## YOUR INSTRUCTIONS
Your task is to retype each line of the data below exactly.
--- EXCERPTED RECORDS ---
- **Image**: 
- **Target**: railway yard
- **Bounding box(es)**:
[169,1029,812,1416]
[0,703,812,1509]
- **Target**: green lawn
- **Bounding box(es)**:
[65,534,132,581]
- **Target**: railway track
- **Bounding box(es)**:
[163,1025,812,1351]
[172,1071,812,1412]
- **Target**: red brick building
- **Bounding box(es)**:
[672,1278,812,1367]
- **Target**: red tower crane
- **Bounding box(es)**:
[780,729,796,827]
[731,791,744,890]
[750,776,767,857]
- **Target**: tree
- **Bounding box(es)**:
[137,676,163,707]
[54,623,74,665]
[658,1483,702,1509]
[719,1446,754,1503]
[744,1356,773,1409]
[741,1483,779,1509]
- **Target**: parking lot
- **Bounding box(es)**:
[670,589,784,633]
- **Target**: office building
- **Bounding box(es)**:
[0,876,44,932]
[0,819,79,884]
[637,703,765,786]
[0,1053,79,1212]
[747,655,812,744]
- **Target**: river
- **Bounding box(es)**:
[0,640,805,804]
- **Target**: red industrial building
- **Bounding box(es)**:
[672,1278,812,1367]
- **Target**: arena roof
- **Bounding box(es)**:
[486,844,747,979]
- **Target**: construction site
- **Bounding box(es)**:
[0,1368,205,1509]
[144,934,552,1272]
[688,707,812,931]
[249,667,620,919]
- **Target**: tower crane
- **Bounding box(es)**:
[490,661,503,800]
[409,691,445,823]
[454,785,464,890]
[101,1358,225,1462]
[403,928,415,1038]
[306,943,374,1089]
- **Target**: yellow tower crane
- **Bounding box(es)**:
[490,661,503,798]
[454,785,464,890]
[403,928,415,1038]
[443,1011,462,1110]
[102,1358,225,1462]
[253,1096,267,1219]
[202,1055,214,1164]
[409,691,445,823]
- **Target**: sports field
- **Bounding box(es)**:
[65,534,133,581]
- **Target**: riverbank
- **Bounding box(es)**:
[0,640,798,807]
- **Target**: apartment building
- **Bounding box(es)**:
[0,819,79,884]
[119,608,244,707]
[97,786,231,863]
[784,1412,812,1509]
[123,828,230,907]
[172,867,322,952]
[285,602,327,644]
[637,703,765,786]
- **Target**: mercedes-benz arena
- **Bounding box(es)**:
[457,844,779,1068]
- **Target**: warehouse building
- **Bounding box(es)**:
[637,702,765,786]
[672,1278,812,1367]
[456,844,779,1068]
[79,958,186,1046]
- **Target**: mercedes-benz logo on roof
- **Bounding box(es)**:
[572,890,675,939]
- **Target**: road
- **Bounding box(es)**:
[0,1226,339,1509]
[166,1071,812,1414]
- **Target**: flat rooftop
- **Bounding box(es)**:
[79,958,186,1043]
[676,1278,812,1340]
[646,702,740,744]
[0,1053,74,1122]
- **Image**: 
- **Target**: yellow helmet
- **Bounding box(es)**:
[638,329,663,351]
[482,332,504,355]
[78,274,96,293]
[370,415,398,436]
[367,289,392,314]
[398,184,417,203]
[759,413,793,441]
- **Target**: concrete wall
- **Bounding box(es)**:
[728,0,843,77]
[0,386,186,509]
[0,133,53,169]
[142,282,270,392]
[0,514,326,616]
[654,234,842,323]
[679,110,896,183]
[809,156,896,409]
---
## THE RESPONSE
- **Image**: 
- **Target**: railway yard
- **Bounding box(es)**:
[169,1029,812,1416]
[0,703,812,1509]
- **Target**: green lawn
- **Bounding box(es)**:
[65,534,132,581]
- **Target**: railway track
- **Bounding box(es)**:
[163,1025,812,1351]
[172,1071,812,1412]
- **Target**: red brick building
- **Bounding box(es)**:
[672,1278,812,1367]
- **Target**: red tower crane
- **Bounding box(es)**:
[780,729,796,827]
[731,791,744,890]
[750,776,767,857]
- **Target**: tree
- **Bounding box(es)**:
[137,676,163,707]
[54,623,74,665]
[658,1483,702,1509]
[719,1446,754,1503]
[744,1356,773,1409]
[741,1483,779,1509]
- **Target**: parking lot
- **Bounding box(es)**:
[670,589,784,633]
- **Target**: office building
- **Bounding box(es)**:
[0,876,44,932]
[0,819,79,884]
[637,703,765,786]
[0,1053,79,1212]
[747,655,812,744]
- **Target**: river
- **Bounding box(es)**:
[0,640,805,804]
- **Target**: red industrial building
- **Bounding box(es)**:
[672,1278,812,1367]
- **Target**: arena roof
- **Bounding box(es)**:
[486,844,747,979]
- **Target**: construction site
- **Bounding box(es)**:
[0,1368,205,1509]
[144,934,552,1272]
[688,707,812,931]
[249,667,620,919]
- **Target**: tower crane
- **Bounding box(es)**:
[490,661,503,800]
[409,691,445,823]
[454,785,464,890]
[101,1358,225,1462]
[403,928,415,1038]
[306,943,374,1089]
- **Target**: yellow tower crane
- **Bounding box(es)**:
[490,661,503,798]
[454,785,464,890]
[403,928,415,1038]
[443,1011,462,1110]
[102,1358,225,1462]
[253,1096,267,1219]
[202,1055,214,1164]
[409,691,445,823]
- **Target**: sports field
- **Bounding box(es)**:
[65,534,133,581]
- **Target**: riverbank
- **Bounding box(es)**:
[0,640,798,807]
- **Target**: apartment building
- **Bounding box(es)**:
[0,819,79,884]
[119,608,244,707]
[97,786,231,863]
[784,1412,812,1509]
[123,828,230,907]
[172,867,322,952]
[285,602,327,644]
[637,703,765,786]
- **Target**: mercedes-benz arena
- **Bounding box(es)**:
[457,844,779,1068]
- **Target**: warehouse building
- **Bounding box(es)**:
[637,702,765,786]
[672,1278,812,1367]
[456,844,779,1068]
[79,958,186,1046]
- **Target**: mercedes-benz logo on roof
- **Bounding box(es)**:
[572,890,675,939]
- **Target**: road
- **Bounding box(es)**:
[0,1226,339,1509]
[166,1071,812,1414]
- **Target**: flat rooftop
- **Bounding box(es)**:
[79,958,186,1043]
[676,1278,812,1340]
[646,702,740,744]
[0,1053,74,1122]
- **Image**: 
- **Target**: yellow helmet
- **Bounding box(es)**:
[638,329,663,351]
[482,332,504,355]
[78,274,96,293]
[370,415,398,436]
[367,289,392,314]
[398,184,417,203]
[759,413,793,441]
- **Target**: concrete wall
- **Bounding box(es)**:
[728,0,843,77]
[0,386,186,509]
[0,133,53,169]
[142,282,270,392]
[0,514,326,616]
[654,234,842,323]
[679,110,896,183]
[809,156,896,409]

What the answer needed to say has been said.